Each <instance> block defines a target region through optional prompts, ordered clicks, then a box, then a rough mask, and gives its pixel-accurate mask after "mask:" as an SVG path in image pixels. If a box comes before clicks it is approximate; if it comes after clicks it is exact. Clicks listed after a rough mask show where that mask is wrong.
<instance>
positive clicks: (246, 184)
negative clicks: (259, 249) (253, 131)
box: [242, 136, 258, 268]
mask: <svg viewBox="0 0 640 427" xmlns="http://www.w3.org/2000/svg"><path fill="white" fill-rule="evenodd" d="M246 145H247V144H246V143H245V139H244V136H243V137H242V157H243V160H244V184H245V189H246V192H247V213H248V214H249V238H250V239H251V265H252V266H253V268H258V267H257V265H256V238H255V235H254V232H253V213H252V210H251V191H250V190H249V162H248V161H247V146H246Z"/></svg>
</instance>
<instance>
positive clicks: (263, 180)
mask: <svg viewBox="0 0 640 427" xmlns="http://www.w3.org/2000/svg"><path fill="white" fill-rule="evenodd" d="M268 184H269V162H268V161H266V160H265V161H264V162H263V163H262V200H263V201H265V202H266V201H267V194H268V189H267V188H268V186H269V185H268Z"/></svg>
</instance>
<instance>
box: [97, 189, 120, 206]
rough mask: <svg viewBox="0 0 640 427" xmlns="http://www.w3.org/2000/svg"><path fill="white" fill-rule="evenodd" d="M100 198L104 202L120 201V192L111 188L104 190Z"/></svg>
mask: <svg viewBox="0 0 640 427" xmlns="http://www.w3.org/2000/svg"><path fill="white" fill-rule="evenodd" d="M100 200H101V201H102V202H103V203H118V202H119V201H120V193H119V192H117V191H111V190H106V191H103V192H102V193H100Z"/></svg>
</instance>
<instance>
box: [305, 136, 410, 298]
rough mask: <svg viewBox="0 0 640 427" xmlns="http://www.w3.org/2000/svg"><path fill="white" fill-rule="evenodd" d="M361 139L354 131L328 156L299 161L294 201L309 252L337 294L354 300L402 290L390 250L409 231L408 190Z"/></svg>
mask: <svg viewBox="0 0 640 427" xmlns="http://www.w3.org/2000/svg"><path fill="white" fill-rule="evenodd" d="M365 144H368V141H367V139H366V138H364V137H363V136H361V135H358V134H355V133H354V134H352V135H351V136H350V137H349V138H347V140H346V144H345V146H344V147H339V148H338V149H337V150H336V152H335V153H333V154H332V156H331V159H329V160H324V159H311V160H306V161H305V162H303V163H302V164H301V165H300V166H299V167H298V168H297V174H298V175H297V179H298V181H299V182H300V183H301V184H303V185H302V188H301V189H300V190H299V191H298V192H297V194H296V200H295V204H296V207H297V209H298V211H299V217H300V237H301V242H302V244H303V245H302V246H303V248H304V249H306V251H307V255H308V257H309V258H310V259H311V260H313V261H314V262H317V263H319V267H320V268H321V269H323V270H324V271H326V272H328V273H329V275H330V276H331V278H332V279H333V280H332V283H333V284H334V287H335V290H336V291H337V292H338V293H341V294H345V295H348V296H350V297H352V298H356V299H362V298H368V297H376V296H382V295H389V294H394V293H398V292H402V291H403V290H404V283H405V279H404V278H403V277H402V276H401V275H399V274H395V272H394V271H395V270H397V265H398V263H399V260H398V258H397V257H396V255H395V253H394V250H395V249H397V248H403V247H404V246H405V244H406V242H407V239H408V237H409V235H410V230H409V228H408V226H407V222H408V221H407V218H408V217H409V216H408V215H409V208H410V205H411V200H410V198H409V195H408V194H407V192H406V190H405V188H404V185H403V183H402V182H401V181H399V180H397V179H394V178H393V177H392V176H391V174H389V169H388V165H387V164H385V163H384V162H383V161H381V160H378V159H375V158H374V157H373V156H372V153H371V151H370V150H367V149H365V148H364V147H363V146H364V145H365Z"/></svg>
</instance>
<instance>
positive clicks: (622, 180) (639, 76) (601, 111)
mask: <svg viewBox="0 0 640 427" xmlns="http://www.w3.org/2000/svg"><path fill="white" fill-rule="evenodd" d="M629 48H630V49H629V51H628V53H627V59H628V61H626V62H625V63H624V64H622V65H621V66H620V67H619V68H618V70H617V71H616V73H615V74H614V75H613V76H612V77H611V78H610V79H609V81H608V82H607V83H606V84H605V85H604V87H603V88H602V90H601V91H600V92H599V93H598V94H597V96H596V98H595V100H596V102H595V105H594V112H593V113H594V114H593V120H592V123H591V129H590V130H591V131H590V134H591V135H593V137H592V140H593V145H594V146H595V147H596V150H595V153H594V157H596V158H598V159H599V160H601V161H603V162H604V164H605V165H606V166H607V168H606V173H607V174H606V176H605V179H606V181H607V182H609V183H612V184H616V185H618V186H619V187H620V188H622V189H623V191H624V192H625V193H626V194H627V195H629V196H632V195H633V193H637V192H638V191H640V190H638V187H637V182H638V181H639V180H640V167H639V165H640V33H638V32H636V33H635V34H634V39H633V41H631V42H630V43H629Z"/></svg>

□ □ □ □ □ □ □

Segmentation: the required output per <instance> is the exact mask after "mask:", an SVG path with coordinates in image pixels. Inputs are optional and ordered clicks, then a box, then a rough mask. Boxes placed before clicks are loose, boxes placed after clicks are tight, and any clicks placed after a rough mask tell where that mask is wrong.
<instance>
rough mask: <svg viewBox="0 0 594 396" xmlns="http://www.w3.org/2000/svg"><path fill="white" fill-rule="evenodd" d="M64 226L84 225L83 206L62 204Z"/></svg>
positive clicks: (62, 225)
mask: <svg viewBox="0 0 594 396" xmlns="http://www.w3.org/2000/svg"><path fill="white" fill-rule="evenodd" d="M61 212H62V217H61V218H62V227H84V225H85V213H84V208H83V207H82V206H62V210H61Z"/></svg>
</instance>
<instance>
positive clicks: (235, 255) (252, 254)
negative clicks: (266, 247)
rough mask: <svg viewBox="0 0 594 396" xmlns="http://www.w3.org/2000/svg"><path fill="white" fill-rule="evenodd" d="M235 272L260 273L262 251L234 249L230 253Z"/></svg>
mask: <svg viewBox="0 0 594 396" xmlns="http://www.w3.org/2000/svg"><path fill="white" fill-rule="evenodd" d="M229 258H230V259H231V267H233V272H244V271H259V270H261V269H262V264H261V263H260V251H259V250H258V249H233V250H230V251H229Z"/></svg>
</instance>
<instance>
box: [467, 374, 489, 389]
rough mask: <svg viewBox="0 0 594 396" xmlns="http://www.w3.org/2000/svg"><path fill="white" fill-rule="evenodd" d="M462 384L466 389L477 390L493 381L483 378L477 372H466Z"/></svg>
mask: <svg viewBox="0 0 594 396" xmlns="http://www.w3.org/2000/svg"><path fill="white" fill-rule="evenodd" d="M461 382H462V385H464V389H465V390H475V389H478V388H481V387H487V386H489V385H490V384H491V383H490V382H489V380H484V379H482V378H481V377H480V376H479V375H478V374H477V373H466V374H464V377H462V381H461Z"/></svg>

□ □ □ □ □ □ □

- Task: Copy the material word for word, starting with the line that contains "Each <instance> block" and going on through the line that contains "positive clicks: (246, 184)".

- Solution for this problem:
Each <instance> block defines a target region through optional prompts, ordered clicks, then a box, then a rough mask, and gives its pixel-accurate mask after "mask:" as an SVG path in image pixels. If a box comes before clicks it is approximate; if it comes after clicks it is exact. Clicks listed after a rough mask show where that mask is wrong.
<instance>
positive clicks: (246, 184)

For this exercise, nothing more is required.